- [DOCUMENT TEXT]:
Saturday, Oct. 18, 2008 | San Diego native James Spring tells jaw-dropping tales through radio and the written word, and some of his best tales are his own.

Spring, a former foreign correspondent in Latin America for Cox Newspapers, has delved into the worlds of Minutemen, motorcycle racers and Tarahumara drug traffickers as an occasional radio journalist for National Public Radio. He reads fiction and reflective prose at a monthly event called DimeStories where writers are limited to three minutes onstage, which has, in turn, spawned its own radio show. But one of his best stories has never been published or aired.

Spring and a friend barely survived an ill-conceived trek through the war-ravaged jungles between Panama and Colombia. He chronicled his journey in an as-yet-unpublished book

called Crossing the Gap, which recounts his adventures and an unexpected e-mail from a British father that nearly brought Spring back to that treacherous region to find two men who had gone missing while following his path.

It was an aborted quest for redemption, said Spring, who alludes to his own dark past, a history that he shies from describing. Now living a milder existence as a marketing director, Spring is still seeking salvation through extraordinary deeds. He recently tracked down two fugitives suspected of murder in Baja California, helping to return their two daughters to the custody of their grandparents.

Spring joined us to talk about getting captured by indigenous tribes, mixing with the Minutemen, cutting out the adjectives and redemption.

Tell me about the jungle that separates Panama and Colombia — the Darien Gap.

The Darien Gap is about a 75-mile long stretch of just untamed and largely uncharted jungle. If you look at any of the charts that have been created of the area, vast swatches say “Information Unavailable” or “Topographical Data Unreliable.” It shifts and changes. There’s a lot of swamps. And it’s also changed because a lot of the villages that have been written onto the charts no longer exist. It’s a very difficult, impenetrable jungle just for its natural resources, but then on top of that you add a civil war in Colombia that has now spilled over the border into Panama.

So what happened is the rebels like the FARC … in Colombia started using the Darien Gap like Nottingham Forest. They were going out, doing their madness in Colombia, and then retreating back and hiding out in the Darien Gap. The paramilitary followed them in and there were just bloody, bloody wars in the middle of the Darien Gap. And sadly the biggest victims of it have been the Indian tribes who live there, like the Kuna who already live a communal existence. Communism comes kind of natural to them and they are generally supportive of the aims of the Communist rebels, but they are really easy targets for the paramilitary to come in and assume, oh, you’re harboring Communists. So many of those villages have been razed. Women raped. Families just disappear.

What made you decide to travel across it?

I had recently turned 30 when I went. It was at the end of a whole bunch of unclever choices I’d made in my life. Unwise expeditions. I’d spent a lot of time in Central America. I’d driven the whole length of Central America in an old Jeep, repeatedly — I’d driven all the way down to Panama. But then the road ends, and there’s the Darien Gap. When I turned 30 I thought, how many more chances am I going to have to see this?

And the situation got horrible. Deaths. Murders. Every tourist who walked in there was getting kidnapped or murdered. And when I say every, I mean one or two a year. Hardly anybody would even go there. Four hundred people a year scale Mount Everest. One or two people a year try to get through the Darien Gap.

So I thought, this might be my last hurrah. It didn’t end up being that way, but that’s what my thought was — a now or never. Plus I had this notion of my own vitality slipping away. I thought, I can prove that I’m still somebody. Still able.

- [DIRECTIONS]:
#1 Please repeat the part of the James Spring interview starting with "Spring, a former" and going on through "published or aired.".
#2 According to the James Spring interview, how long is the Darien Gap?
#3 Write the next part of the James Spring interview, picking up after its last sentence.
The records after this point are separate from the interview.

- [PROVIDED RECORDS]:
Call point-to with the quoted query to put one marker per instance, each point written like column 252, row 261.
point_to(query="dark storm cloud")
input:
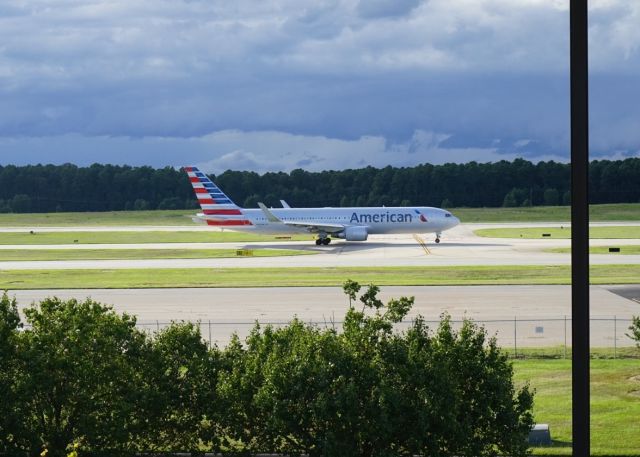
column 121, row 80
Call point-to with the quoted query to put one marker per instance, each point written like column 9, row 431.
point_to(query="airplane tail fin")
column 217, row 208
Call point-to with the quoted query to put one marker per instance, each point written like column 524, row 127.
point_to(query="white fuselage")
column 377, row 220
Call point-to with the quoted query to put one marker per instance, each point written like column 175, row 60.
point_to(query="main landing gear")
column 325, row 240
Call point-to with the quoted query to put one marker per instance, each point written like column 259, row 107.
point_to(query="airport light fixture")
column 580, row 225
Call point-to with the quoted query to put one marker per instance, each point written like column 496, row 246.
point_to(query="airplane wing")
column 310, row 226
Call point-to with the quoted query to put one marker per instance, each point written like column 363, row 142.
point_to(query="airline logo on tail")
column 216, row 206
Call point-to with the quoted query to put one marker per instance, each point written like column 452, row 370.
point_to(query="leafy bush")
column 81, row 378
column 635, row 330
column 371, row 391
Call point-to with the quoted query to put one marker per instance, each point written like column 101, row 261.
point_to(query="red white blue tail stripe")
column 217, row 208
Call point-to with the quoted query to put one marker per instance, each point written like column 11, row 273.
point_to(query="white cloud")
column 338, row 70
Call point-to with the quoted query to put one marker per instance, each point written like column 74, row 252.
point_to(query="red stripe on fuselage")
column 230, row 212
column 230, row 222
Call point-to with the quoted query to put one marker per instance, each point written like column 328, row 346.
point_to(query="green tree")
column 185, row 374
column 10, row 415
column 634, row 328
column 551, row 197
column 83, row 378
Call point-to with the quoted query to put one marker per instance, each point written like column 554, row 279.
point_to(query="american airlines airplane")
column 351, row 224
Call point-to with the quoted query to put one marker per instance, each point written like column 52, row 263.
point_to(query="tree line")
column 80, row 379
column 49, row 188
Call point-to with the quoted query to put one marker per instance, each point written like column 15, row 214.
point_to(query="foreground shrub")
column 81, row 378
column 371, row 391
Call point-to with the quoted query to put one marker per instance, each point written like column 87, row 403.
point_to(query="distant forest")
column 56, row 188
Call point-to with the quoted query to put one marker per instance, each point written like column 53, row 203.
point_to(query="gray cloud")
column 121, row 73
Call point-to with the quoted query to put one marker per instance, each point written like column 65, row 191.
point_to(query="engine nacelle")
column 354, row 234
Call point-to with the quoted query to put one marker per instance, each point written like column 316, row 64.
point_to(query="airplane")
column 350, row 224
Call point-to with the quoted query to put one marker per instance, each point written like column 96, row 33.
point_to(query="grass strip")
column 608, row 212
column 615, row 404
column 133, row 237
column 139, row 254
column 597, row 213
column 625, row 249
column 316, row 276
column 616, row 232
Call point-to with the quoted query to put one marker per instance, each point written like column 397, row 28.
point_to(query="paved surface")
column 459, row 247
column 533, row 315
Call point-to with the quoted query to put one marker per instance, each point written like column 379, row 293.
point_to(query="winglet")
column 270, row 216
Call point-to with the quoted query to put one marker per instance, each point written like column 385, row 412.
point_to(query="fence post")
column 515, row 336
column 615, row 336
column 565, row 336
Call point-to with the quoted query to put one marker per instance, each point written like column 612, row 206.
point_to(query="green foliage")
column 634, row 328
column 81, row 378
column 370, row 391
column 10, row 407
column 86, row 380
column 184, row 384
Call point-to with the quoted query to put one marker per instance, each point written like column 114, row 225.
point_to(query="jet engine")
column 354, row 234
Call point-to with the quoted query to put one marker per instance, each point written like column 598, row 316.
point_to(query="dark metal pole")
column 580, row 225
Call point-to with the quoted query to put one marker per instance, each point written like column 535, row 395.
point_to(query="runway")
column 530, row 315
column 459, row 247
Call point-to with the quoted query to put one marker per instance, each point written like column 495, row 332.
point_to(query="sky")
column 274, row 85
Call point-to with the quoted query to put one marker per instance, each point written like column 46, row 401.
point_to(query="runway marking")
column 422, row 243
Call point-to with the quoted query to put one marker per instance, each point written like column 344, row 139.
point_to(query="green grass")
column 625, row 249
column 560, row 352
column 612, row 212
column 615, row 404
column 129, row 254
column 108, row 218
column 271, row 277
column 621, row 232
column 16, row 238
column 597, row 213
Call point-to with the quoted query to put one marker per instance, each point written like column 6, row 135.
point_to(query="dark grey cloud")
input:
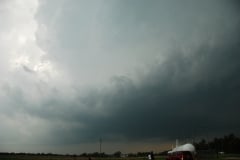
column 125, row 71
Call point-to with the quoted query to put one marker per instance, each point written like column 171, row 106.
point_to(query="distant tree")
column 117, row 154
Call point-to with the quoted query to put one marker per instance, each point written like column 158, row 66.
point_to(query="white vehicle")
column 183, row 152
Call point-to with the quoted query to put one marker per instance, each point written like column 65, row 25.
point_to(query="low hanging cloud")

- [TASK-BY-TASK ANSWERS]:
#1
Spring, a former foreign correspondent in Latin America for Cox Newspapers, has delved into the worlds of Minutemen, motorcycle racers and Tarahumara drug traffickers as an occasional radio journalist for National Public Radio. He reads fiction and reflective prose at a monthly event called DimeStories where writers are limited to three minutes onstage, which has, in turn, spawned its own radio show. But one of his best stories has never been published or aired.

#2 About 75 miles.

#3
You (nearly) attempted to find a missing British backpacker on behalf of his father; more recently you tracked down these two fugitives and their two little girls in Baja. What compelled you to make these incredible efforts on the part of people that you didn’t know very well?

I had gone through the Darien Gap with my friend Matt and when I returned to the U.S. I wrote on this website, “Hey, this is a lousy place. It was really brainless and obsessed and we shouldn’t have done it. Nobody else should do it. The only way we survived and got around all the paramilitary camps was by doing this. (Spring had described their route.)” And I wrote it down … on this de facto “Hey, visit the Darien Gap” website.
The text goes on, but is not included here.